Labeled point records

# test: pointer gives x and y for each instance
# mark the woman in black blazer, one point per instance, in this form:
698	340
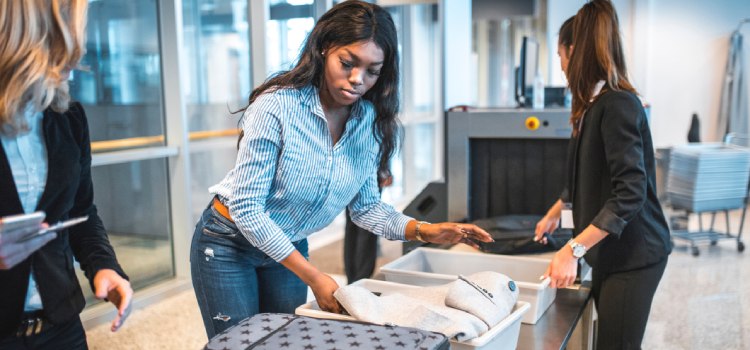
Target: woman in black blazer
42	132
619	227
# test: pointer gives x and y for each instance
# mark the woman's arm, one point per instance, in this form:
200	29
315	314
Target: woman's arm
370	213
89	240
322	285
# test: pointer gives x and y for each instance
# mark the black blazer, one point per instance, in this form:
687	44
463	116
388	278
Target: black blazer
68	193
612	185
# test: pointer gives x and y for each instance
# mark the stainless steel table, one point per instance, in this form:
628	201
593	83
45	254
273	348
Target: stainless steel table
568	323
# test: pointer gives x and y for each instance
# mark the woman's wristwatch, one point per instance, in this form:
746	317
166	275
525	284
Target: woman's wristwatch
418	233
579	250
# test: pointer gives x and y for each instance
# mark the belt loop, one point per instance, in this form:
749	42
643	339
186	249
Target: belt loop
30	327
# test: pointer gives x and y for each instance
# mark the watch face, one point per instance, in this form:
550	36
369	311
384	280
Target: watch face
579	251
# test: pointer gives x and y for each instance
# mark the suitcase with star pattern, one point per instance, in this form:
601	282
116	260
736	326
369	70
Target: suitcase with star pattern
283	331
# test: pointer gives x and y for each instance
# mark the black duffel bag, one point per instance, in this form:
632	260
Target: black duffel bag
514	234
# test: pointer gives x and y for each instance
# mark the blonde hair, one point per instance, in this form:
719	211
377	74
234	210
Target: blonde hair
40	40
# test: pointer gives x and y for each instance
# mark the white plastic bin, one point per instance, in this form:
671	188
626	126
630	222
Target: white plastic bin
429	267
504	336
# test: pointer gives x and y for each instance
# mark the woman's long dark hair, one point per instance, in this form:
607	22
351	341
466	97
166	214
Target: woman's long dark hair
347	23
565	37
597	55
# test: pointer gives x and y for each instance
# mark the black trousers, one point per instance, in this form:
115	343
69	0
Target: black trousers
68	336
360	251
623	303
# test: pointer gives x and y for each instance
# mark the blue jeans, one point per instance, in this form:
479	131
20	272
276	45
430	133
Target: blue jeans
234	280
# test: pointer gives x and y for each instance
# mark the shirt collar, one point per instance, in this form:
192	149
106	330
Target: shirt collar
597	89
311	98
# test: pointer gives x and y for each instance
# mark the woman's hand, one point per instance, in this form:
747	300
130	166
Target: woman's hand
563	268
15	247
547	224
451	232
110	286
323	287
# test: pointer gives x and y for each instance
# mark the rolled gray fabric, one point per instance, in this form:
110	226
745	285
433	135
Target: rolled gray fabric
488	295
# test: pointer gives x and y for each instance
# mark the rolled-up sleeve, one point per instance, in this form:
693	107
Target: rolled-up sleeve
257	159
623	146
369	212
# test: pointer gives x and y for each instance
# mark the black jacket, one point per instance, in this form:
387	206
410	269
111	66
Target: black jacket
68	193
611	182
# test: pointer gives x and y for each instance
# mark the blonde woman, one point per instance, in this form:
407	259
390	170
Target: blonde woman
45	164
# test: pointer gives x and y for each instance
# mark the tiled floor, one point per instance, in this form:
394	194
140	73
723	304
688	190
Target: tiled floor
702	303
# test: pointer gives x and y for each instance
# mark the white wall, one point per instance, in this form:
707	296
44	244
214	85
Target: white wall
676	52
688	47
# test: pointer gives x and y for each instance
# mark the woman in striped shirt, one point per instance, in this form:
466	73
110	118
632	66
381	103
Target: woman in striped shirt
313	140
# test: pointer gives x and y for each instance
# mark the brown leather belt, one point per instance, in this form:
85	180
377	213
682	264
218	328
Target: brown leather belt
32	323
222	209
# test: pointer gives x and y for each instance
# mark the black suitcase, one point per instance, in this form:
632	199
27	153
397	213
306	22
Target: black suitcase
284	331
514	234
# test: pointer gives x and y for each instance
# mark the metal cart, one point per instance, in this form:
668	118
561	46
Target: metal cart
709	179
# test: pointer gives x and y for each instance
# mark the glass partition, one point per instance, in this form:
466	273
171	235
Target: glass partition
120	87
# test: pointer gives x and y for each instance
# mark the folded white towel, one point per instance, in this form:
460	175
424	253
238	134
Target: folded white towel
463	309
407	311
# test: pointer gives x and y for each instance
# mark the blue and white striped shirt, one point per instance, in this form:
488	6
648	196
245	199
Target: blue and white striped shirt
27	156
290	180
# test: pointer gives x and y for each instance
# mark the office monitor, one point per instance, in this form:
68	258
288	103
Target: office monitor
526	71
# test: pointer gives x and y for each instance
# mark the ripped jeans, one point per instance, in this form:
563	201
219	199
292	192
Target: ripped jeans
234	280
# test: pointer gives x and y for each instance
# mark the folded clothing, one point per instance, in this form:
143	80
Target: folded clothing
464	309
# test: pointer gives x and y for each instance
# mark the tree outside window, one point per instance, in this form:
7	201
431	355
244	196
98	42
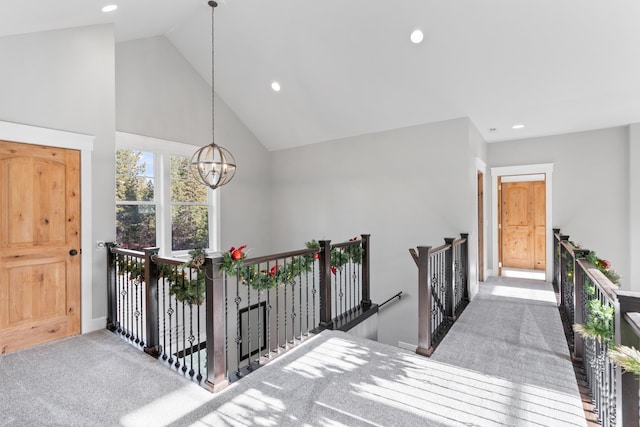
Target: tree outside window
158	203
135	199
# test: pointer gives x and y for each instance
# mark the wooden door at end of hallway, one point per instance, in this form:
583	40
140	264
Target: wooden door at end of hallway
523	224
39	244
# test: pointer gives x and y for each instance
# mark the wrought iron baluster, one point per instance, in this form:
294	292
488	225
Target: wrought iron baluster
226	327
268	323
249	326
293	307
191	337
341	313
300	293
238	331
199	292
260	326
164	317
136	312
284	303
184	333
170	311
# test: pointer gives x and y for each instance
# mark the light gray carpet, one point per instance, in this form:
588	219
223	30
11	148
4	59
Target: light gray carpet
333	379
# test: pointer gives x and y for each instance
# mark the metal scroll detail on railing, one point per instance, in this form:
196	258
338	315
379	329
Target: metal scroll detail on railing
587	298
442	290
215	328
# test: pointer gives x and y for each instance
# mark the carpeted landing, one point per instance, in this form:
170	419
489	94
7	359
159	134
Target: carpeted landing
503	363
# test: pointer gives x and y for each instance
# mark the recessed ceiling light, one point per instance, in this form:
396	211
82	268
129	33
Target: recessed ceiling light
416	37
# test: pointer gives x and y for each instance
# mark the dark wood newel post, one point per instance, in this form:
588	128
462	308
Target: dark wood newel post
578	309
629	405
563	270
112	309
325	284
424	302
449	256
465	265
366	270
152	346
215	302
556	258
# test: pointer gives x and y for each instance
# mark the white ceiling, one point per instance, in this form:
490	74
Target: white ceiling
347	67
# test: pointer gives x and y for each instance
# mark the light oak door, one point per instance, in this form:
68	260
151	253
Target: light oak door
522	224
39	244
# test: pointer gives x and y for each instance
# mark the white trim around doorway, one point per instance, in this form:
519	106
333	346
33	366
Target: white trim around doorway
525	170
15	132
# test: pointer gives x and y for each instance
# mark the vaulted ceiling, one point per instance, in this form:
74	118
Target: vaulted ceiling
347	67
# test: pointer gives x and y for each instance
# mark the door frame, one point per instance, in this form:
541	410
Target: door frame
481	167
542	168
25	134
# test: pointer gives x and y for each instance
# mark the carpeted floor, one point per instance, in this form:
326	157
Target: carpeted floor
503	363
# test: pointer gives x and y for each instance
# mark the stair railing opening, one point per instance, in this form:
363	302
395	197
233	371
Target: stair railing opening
442	289
595	314
216	321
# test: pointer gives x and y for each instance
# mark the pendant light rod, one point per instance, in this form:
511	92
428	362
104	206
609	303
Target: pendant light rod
213	165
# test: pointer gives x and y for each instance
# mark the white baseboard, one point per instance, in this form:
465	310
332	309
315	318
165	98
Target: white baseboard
94	325
407	346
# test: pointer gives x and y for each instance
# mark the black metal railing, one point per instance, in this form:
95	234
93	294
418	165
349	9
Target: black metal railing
586	296
390	299
215	325
442	289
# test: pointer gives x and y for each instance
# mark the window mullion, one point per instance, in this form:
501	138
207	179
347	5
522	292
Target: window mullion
163	206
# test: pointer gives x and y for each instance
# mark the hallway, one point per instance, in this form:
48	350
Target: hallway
505	362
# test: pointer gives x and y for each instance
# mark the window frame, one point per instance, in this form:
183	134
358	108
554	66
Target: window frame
163	150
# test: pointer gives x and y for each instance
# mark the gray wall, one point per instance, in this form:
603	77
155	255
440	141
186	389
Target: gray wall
634	206
65	80
590	187
406	187
160	95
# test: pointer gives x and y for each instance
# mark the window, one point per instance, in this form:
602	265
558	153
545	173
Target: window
189	208
157	201
135	199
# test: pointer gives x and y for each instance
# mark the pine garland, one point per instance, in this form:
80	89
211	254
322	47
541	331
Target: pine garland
232	265
628	358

— TASK STATEMENT —
Please pull out every line of the records above that contains the string "vaulted", and copy each one in full.

— RESPONSE —
# mark the vaulted ceiling, one point per instance, in this form:
Target: vaulted ceiling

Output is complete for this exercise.